Reproduce the data below line by line, from its first line to the line with "Intersection-audit request. Target: hiker wearing", both included, and nothing past that point.

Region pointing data
-.-.-

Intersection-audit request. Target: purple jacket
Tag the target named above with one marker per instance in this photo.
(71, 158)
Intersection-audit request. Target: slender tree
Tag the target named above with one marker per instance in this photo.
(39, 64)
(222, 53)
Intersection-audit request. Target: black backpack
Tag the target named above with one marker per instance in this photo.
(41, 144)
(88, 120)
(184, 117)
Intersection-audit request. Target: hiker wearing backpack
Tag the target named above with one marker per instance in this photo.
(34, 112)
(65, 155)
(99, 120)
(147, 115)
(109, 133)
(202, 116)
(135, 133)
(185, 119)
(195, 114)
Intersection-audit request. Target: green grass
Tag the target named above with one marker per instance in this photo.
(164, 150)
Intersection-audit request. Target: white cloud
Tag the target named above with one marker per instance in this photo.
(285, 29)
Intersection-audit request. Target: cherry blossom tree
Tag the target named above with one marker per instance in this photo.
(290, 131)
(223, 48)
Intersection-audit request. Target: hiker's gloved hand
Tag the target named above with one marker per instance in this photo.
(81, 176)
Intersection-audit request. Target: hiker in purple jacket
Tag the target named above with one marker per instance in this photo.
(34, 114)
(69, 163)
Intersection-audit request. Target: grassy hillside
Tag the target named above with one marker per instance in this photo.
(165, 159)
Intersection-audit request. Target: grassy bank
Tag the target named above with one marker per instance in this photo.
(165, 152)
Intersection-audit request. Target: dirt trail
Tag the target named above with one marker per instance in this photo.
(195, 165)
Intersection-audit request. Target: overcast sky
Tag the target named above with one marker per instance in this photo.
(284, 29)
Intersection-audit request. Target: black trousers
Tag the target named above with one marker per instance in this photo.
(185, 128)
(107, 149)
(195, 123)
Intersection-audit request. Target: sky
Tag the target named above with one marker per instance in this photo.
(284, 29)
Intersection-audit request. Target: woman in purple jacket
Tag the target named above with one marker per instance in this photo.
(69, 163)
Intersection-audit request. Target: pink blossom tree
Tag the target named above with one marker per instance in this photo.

-.-.-

**WRITTEN SOLUTION:**
Intersection-audit request. Target: purple jacket
Tag the target named above with one marker per instance in this photo.
(71, 158)
Intersection-audit request. Target: slender tree
Tag the target named above with one marker per instance in this photo.
(39, 64)
(222, 53)
Intersection-audit request. Target: black backpack
Tag the target named above with one marker per instance in this photo.
(41, 144)
(88, 120)
(184, 117)
Intersection-audit request. Target: hiker wearing backpack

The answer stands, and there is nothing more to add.